Question regarding training language adapters for unseen languages

adapter-hub / adapters

A Unified Library for Parameter-Efficient and Modular Transfer Learning

https://docs.adapterhub.ml

Apache License 2.0

2.58k stars 346 forks source link

Question regarding training language adapters for unseen languages #420

Closed sumit-agrwl closed 1 year ago

sumit-agrwl commented 2 years ago

I have a general question of how are you training language adapters for languages not seen by the model, which can be done through adapter hub, as mentioned in the MAD-X paper. I was curious about this because there is no place which lists a way to do that. Specifically, how does the model incorporate the fact that the tokens of the new language wont be part of the existing model's vocabulary and hence the token embeddings wont exist by default

hSterz commented 2 years ago

For a setup as described in MAD-X you would train a Bottleneck Adapter with an invertible adapter on a language modeling task like MLM on unlabled text. To ensure that the model is able to embed the tokens well it makes sense to use a model with vocabulary intended for multilingual use cases like bert-base-multilingual-cased. You can check out the run_mlm.py example script to see how MLM is done with adapters.

# Listed records
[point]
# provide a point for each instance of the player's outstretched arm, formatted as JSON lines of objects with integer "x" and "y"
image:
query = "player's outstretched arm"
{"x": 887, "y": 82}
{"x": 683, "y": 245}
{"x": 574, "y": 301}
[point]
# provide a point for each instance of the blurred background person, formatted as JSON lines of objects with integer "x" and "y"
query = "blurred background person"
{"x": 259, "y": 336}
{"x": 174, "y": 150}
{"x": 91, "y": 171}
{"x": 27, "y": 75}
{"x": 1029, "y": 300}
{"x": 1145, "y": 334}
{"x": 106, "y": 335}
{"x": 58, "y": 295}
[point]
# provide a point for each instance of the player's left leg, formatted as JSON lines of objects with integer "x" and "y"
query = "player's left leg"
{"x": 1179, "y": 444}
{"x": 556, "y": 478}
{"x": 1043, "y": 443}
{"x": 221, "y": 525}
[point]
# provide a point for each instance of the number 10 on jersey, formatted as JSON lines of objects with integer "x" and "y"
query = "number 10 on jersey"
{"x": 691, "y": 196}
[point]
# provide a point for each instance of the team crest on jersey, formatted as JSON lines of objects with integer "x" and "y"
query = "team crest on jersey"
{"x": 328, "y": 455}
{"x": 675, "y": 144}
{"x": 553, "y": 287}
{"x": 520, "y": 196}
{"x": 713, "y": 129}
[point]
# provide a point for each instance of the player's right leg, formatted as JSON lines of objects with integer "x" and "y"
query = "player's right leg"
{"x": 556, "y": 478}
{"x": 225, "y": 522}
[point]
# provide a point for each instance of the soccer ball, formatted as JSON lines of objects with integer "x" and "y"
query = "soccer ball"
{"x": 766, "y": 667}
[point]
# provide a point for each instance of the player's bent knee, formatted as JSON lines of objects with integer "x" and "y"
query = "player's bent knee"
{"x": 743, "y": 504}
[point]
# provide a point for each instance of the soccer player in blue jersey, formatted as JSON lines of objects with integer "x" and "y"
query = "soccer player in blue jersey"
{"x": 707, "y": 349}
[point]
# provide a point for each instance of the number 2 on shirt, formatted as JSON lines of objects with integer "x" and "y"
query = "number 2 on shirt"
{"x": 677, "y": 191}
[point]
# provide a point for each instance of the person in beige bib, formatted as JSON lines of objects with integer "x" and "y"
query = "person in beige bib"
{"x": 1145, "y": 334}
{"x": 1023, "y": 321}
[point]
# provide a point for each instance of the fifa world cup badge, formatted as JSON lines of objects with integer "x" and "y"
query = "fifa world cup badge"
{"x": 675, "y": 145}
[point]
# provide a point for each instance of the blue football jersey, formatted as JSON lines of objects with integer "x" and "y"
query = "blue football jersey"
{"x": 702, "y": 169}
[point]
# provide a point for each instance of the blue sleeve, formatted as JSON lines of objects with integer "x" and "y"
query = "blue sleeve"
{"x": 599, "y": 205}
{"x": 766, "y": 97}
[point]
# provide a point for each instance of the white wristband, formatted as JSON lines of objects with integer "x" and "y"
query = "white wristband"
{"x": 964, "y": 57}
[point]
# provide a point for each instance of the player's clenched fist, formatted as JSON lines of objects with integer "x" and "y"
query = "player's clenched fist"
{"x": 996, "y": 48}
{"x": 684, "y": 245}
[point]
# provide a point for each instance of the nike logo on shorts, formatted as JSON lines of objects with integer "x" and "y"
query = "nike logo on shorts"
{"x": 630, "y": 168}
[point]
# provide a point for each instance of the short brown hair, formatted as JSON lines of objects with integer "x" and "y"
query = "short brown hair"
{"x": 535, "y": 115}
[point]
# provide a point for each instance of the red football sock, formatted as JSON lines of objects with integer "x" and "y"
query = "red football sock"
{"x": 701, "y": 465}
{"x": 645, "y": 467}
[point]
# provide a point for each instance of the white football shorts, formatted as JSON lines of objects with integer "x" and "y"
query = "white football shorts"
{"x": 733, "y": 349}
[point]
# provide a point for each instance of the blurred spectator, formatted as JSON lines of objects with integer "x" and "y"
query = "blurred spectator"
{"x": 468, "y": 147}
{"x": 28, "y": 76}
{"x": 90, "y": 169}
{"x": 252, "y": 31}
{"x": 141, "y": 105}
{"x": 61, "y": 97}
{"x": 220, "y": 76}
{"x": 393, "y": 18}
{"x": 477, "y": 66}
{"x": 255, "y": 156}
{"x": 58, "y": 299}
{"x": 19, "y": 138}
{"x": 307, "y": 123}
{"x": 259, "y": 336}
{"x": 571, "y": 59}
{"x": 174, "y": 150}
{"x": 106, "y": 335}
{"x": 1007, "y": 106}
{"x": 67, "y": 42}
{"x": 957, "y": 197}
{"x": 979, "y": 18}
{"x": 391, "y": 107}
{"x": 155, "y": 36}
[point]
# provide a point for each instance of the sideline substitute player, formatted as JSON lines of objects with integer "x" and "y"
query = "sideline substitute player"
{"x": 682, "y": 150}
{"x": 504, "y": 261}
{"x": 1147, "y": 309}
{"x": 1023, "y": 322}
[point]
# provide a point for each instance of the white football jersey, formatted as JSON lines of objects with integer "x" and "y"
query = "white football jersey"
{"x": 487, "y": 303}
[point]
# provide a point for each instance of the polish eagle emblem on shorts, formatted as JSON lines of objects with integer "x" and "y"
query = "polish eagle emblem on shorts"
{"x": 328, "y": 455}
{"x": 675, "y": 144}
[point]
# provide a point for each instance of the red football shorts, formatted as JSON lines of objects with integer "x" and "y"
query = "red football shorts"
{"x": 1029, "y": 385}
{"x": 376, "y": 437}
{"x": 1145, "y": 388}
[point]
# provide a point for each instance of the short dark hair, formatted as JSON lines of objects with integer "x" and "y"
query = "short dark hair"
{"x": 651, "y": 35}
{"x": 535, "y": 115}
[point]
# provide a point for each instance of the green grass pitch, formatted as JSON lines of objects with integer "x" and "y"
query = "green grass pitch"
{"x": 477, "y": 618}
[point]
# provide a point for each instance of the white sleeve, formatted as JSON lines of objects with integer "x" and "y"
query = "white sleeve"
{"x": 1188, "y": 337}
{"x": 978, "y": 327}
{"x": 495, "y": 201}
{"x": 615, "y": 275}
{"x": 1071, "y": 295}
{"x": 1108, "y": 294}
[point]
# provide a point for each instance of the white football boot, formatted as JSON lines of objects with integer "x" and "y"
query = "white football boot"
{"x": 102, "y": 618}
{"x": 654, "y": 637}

# Things to do
#1 Translate this sentence from the thread on training language adapters into Spanish: "To ensure that the model is able to embed the tokens well it makes sense to use a model with vocabulary intended for multilingual use cases like bert-base-multilingual-cased."
#2 In the thread on training language adapters, which example script does the reply suggest for seeing how MLM is done with adapters?
#3 Continue the forum thread on training language adapters for unseen languages from where it stops.

# Replies
#1 Para asegurar que el modelo pueda incrustar bien los tokens, tiene sentido usar un modelo con un vocabulario pensado para casos de uso multilingües, como bert-base-multilingual-cased.

#2 run_mlm.py

#3
sumit-agrwl commented 2 years ago

I understand that it makes sense to use mBERT but what for languages with tokens that are not covered by the mBERT tokenizer?

adapter-hub-bert commented 1 year ago

This issue has been automatically marked as stale because it has been without activity for 90 days. This issue will be closed in 14 days unless you comment or remove the stale label.

adapter-hub-bert commented 1 year ago

This issue was closed because it was stale for 14 days without any activity.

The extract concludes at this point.